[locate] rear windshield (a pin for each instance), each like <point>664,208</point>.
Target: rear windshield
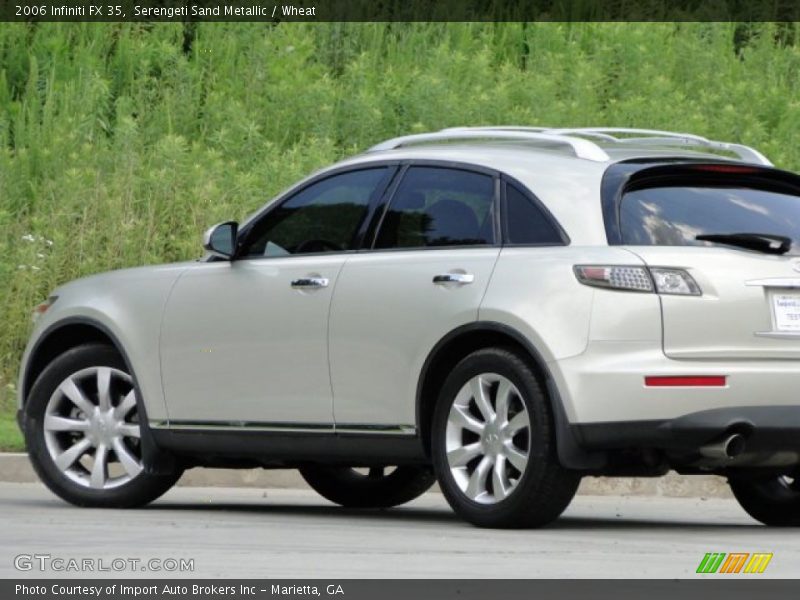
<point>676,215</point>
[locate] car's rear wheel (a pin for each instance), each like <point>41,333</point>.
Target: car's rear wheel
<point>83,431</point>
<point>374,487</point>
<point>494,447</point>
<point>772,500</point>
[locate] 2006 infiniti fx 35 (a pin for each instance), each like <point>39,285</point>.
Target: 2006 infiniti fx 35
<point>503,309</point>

-*-*-

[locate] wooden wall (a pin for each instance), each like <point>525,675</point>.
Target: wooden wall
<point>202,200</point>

-*-*-

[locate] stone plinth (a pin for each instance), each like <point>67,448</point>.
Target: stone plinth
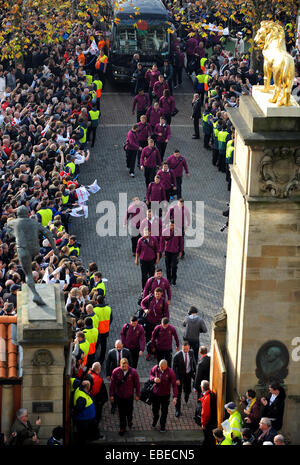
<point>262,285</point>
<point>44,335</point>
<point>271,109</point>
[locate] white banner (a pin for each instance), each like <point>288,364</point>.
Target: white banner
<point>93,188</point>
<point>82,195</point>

-*-*-

== EXERCISE DIRECTIONS ==
Turn the lines from the one containing "[locate] rear windshield" through the one containing "<point>503,309</point>" into a numbered list. Skip any blank lines and leave the pictures out.

== THE OUTPUT ==
1. [locate] rear windshield (a pin for each instance), each like <point>664,208</point>.
2. Target: rear windshield
3. <point>676,215</point>
4. [locate] car's rear wheel (a pin for each instance), each like <point>41,333</point>.
5. Target: car's rear wheel
6. <point>83,431</point>
7. <point>374,487</point>
8. <point>494,447</point>
9. <point>772,500</point>
10. [locate] 2006 infiniti fx 35 (a pin for each instance), each like <point>39,285</point>.
11. Target: 2006 infiniti fx 35
12. <point>503,309</point>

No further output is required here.